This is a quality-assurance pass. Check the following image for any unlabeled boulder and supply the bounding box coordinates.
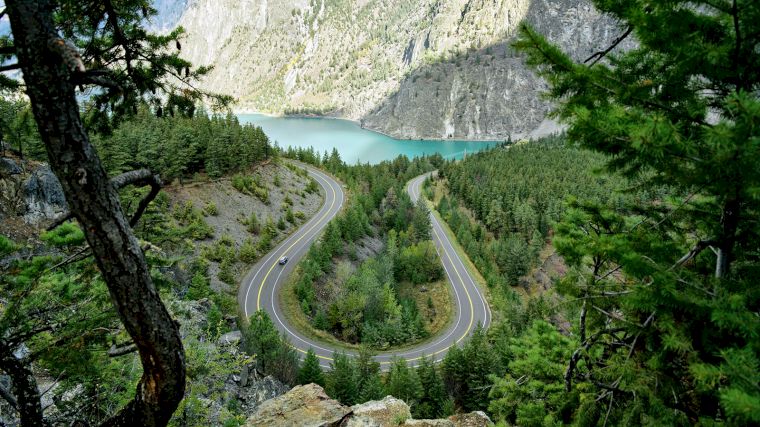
[401,420,456,427]
[0,157,22,177]
[217,331,243,345]
[22,165,68,224]
[237,376,289,414]
[246,384,351,427]
[343,396,412,427]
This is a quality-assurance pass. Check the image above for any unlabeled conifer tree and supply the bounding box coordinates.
[415,357,448,419]
[516,0,760,424]
[411,197,433,242]
[356,347,385,402]
[298,348,325,388]
[327,353,359,405]
[385,357,423,414]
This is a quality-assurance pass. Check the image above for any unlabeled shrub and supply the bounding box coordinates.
[41,222,84,246]
[203,202,219,216]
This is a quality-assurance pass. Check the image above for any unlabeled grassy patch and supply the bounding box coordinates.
[398,280,454,337]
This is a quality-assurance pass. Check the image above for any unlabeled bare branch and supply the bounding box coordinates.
[111,169,161,227]
[0,387,18,409]
[668,240,715,271]
[108,343,137,357]
[47,169,161,231]
[0,63,21,73]
[583,26,633,67]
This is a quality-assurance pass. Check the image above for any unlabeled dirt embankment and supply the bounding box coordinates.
[165,162,324,292]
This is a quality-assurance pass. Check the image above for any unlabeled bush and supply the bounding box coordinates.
[203,202,219,216]
[238,238,259,264]
[0,235,16,255]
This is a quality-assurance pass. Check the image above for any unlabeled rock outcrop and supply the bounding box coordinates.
[246,384,351,427]
[0,157,67,234]
[172,0,622,139]
[344,396,412,427]
[246,384,493,427]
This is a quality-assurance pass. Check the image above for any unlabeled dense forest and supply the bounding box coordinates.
[0,0,760,426]
[283,149,448,349]
[430,137,636,287]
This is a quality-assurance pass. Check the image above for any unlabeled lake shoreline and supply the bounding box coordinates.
[232,109,506,144]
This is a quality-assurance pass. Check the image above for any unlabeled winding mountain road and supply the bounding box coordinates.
[238,165,491,370]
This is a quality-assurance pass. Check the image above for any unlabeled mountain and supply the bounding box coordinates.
[179,0,622,139]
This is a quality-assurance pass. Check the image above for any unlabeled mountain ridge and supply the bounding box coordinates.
[174,0,620,140]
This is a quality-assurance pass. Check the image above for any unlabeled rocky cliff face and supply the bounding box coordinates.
[180,0,620,139]
[0,157,67,235]
[246,384,493,427]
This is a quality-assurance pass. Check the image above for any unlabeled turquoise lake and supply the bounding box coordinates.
[238,114,499,164]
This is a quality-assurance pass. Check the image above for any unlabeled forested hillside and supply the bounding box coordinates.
[0,0,760,427]
[285,151,451,349]
[430,137,636,287]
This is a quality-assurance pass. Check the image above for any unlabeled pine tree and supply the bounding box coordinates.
[385,358,423,414]
[411,197,433,242]
[356,347,385,402]
[414,357,448,419]
[327,353,359,405]
[515,0,760,424]
[298,348,325,388]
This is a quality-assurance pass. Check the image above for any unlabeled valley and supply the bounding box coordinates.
[0,0,760,427]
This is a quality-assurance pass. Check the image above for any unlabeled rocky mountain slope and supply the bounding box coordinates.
[180,0,621,139]
[246,384,493,427]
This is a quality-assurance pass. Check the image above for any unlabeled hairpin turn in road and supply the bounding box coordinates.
[238,164,491,370]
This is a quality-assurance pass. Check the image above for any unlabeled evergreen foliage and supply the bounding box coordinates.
[515,0,760,425]
[298,348,325,387]
[326,353,359,406]
[93,107,274,181]
[284,148,443,349]
[245,310,298,384]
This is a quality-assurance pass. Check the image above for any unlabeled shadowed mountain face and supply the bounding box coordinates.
[175,0,632,139]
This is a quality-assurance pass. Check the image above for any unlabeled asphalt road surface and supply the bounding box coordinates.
[238,166,491,370]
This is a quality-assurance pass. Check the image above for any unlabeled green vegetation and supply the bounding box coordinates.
[284,150,446,349]
[438,138,628,287]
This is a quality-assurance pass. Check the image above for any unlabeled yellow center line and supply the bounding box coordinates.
[284,177,475,365]
[256,170,337,310]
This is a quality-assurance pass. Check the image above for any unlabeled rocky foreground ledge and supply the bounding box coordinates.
[246,384,493,427]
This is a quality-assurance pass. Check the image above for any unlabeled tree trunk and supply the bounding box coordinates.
[0,342,44,426]
[6,0,185,426]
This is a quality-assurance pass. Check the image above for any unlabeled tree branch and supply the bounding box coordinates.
[108,343,137,357]
[111,169,161,227]
[0,63,21,73]
[0,387,18,409]
[47,169,161,231]
[583,25,633,67]
[668,240,715,271]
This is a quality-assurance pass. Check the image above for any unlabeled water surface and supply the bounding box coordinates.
[238,114,498,164]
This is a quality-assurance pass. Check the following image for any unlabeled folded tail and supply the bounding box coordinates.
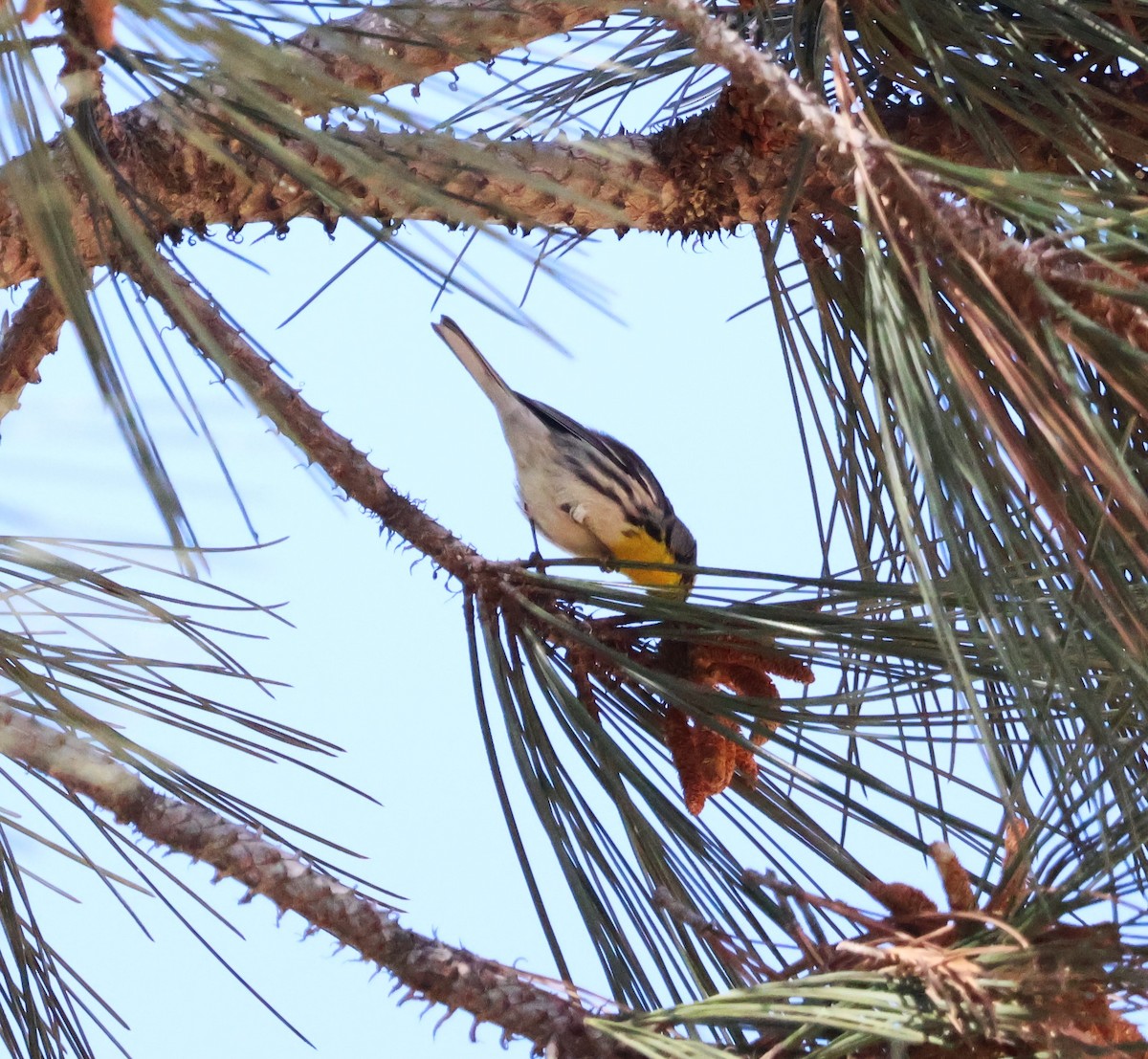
[430,316,521,413]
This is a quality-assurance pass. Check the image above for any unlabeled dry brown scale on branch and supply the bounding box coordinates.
[853,823,1148,1059]
[563,619,814,815]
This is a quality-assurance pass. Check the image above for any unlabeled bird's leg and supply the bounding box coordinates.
[526,511,543,571]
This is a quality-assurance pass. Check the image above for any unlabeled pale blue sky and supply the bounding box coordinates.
[0,216,868,1059]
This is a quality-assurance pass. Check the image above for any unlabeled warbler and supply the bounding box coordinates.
[431,316,698,596]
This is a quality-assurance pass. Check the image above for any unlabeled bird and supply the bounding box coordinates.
[430,316,698,599]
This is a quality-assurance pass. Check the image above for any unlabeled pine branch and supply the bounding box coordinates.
[0,0,1138,286]
[0,279,67,419]
[0,709,628,1059]
[291,0,626,117]
[133,257,489,588]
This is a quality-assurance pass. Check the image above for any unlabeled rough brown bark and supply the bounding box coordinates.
[0,709,632,1059]
[0,280,67,419]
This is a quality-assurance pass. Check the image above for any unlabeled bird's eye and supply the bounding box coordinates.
[642,518,666,543]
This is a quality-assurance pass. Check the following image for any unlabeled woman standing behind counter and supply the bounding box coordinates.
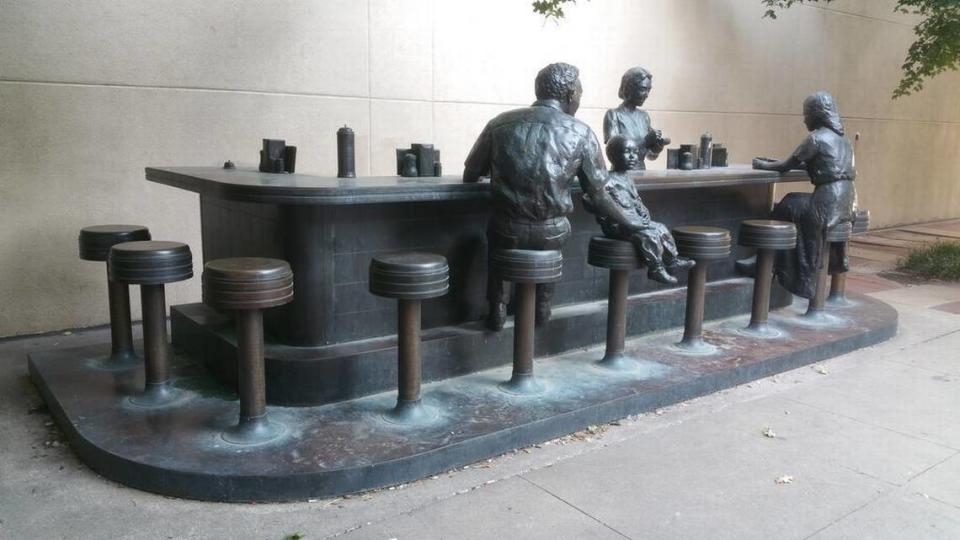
[753,92,857,298]
[603,66,670,170]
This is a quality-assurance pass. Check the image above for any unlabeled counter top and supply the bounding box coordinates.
[146,165,807,205]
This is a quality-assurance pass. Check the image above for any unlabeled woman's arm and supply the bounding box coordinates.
[753,133,820,172]
[753,156,803,172]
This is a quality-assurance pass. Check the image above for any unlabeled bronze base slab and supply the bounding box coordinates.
[29,297,897,502]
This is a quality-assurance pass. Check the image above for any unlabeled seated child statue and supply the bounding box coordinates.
[584,135,695,284]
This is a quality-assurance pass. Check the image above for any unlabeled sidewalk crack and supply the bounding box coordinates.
[518,476,632,540]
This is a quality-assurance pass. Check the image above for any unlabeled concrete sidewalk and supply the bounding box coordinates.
[0,284,960,540]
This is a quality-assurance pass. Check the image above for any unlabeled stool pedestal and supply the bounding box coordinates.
[587,236,643,370]
[490,249,563,395]
[107,241,193,407]
[370,253,450,425]
[803,222,853,324]
[202,257,293,445]
[78,225,150,369]
[739,219,797,338]
[673,226,730,354]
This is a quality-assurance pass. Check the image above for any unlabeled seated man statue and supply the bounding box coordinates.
[583,135,694,285]
[463,63,644,330]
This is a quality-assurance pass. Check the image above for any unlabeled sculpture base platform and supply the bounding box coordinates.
[29,297,897,502]
[170,278,792,407]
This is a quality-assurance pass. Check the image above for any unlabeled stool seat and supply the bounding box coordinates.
[370,252,450,300]
[201,257,293,310]
[852,210,870,234]
[827,221,853,242]
[673,225,730,260]
[490,249,563,283]
[587,236,643,271]
[78,225,150,261]
[737,219,797,250]
[107,240,193,285]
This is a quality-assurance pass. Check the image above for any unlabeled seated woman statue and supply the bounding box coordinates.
[753,92,857,298]
[583,135,694,284]
[603,67,670,170]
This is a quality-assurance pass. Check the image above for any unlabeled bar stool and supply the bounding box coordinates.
[78,225,150,369]
[739,219,797,337]
[827,210,870,307]
[370,252,450,424]
[587,236,643,370]
[673,225,730,354]
[489,249,563,394]
[201,257,293,445]
[107,241,193,407]
[803,221,853,324]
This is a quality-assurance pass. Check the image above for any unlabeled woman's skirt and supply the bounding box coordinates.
[772,180,856,298]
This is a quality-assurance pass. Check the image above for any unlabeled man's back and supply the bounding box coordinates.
[464,100,603,221]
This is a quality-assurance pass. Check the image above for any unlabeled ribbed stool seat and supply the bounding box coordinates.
[77,225,150,369]
[488,249,563,394]
[673,225,731,260]
[108,240,193,285]
[737,219,797,337]
[201,257,293,445]
[370,252,450,425]
[107,241,193,407]
[827,221,853,242]
[737,219,797,250]
[587,236,644,370]
[370,252,450,300]
[490,249,563,283]
[673,225,731,354]
[852,210,870,234]
[78,225,150,261]
[587,236,643,271]
[202,257,293,310]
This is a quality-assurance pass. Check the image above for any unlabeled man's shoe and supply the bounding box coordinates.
[647,265,677,285]
[487,302,507,332]
[670,257,697,270]
[535,302,552,326]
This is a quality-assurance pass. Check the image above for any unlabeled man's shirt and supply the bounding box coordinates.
[463,100,607,221]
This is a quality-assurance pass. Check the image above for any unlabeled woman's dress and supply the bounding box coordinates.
[773,127,857,298]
——————
▶ [Required work]: Reproduce the entries word for word, beginning with the line that contains "ledge and supply the bounding box coordinates." and ending with the line that contains "[526,511,543,571]", with both of those lines included. Leave the pictures out of your copy.

▶ [The result]:
This is a quality-assurance pass. Check the image above for any unlabeled rocky foreground ledge and supply the bounding box coordinates.
[246,384,493,427]
This is a quality-assurance pass. Check the image above for any unlabeled tree trunk and supply the bounding box coordinates.
[0,342,44,426]
[6,0,185,426]
This is a quality-assurance pass. Check the image above for any unlabeled tree branch and supply the bounding box coordinates.
[108,343,137,357]
[111,169,161,227]
[0,63,21,73]
[0,387,18,409]
[47,169,161,231]
[583,25,633,67]
[668,240,715,271]
This is a quality-assurance pass. Check the image above for any unlabeled water surface and supply the bounding box coordinates.
[238,114,498,164]
This is a quality-assurance pass. Check the following image for any unlabeled folded tail and supply the bounding box coordinates.
[430,316,521,413]
This is a quality-assurance pass. Check the image above for any unlabeled dry brown scale on branch and supply the bounding box coordinates.
[853,823,1148,1059]
[563,619,814,815]
This is a quality-assurance pass. Check the image above for any unlabeled bird's leg and supply the bounding box coordinates.
[526,511,543,571]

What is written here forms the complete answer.